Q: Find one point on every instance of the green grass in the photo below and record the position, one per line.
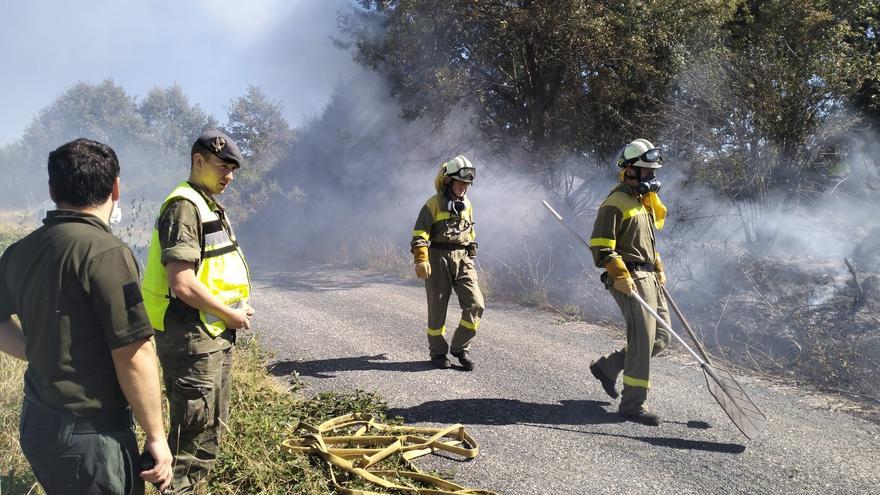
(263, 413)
==
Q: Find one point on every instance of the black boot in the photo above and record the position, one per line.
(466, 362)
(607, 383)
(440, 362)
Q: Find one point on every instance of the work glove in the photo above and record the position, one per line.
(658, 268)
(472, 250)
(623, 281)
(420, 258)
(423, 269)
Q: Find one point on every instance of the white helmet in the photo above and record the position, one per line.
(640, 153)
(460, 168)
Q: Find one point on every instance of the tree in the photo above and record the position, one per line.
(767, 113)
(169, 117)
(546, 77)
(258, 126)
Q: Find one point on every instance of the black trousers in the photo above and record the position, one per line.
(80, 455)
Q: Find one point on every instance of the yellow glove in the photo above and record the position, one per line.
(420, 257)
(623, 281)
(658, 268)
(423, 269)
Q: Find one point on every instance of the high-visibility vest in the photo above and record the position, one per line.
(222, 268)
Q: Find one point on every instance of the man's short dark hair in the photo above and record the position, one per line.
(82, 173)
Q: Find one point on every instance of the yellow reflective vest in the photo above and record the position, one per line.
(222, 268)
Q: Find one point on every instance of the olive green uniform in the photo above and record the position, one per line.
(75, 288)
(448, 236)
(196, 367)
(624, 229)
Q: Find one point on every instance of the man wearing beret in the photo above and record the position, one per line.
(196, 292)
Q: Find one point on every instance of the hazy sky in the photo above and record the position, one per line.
==
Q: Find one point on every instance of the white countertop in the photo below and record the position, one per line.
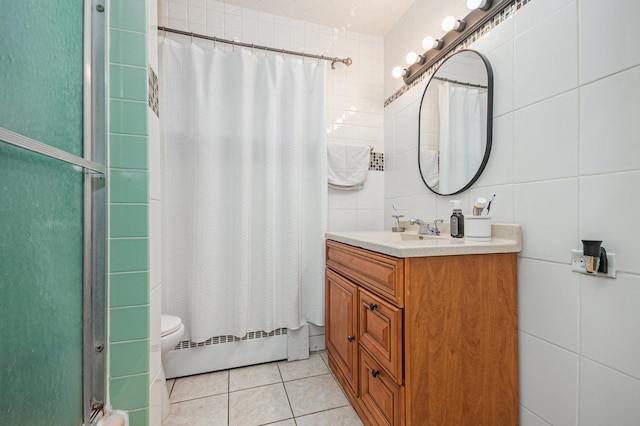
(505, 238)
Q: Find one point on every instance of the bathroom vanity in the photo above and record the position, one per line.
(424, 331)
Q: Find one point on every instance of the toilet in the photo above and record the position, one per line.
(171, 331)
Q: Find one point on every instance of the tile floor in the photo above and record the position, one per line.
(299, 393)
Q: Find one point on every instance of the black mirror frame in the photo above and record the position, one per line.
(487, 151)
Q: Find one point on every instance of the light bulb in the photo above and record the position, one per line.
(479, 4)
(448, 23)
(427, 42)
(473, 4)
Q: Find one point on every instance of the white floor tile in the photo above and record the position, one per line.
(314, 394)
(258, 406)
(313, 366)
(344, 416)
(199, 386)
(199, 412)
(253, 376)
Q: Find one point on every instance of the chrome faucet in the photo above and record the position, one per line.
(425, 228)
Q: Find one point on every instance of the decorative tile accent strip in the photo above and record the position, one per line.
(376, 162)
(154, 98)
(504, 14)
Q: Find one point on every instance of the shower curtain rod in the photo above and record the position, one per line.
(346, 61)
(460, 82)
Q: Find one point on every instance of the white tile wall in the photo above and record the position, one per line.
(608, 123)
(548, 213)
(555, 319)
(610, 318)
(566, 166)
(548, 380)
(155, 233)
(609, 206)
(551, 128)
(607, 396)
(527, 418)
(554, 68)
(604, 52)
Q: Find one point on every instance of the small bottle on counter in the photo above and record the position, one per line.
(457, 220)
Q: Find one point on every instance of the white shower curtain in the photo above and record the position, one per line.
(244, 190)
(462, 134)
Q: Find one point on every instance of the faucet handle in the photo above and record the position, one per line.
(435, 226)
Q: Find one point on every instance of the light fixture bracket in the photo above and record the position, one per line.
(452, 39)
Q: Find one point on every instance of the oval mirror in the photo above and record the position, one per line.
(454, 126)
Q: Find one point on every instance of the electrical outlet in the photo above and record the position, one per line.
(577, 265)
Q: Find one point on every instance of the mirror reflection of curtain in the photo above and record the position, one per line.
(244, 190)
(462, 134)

Task requirements ▸ Could you return exactly the lines above from the line with "Q: Find one point on every instance of the work" to the line with "Q: Find one point on every instance of the hazy", both included, and nothing else?

Solution for this problem ▸
Q: Find one point on every instance of the work glove in the photo above and record the position, one per line.
(658, 268)
(472, 250)
(623, 281)
(420, 258)
(423, 269)
Q: Find one point on every instance of the white helmet in the photo above and record the position, one per line.
(640, 153)
(460, 168)
Q: Find one point on every instance of the tree in the photo above and record the position, one per line.
(767, 113)
(169, 117)
(546, 77)
(258, 126)
Q: Find one point on every instance of the black trousers in the photo above and record the position, one per line.
(80, 455)
Q: Find one point on every instance of the yellow glove in the photo above and record the position, one per line.
(420, 257)
(623, 281)
(658, 268)
(423, 269)
Q: Find one point on every instance of the high-visibility vest in the photo above and record the position, one per line.
(222, 268)
Q: Find one point on every instance of the man's short dark hair in the photo above and record the position, one per line.
(82, 173)
Q: Find one point on every instance of the yellow reflective vest in the photo above and record the position, one per line.
(222, 268)
Q: Find one point on every instance of the olive green uniform in the photo above and record the position, one per line.
(75, 288)
(448, 236)
(196, 367)
(624, 229)
Q: Find one point on every instance of the man wearing beret in the photo above and record the position, one per line.
(196, 292)
Q: Find one point on every instance of the hazy sky in the photo above and record the position, one per line.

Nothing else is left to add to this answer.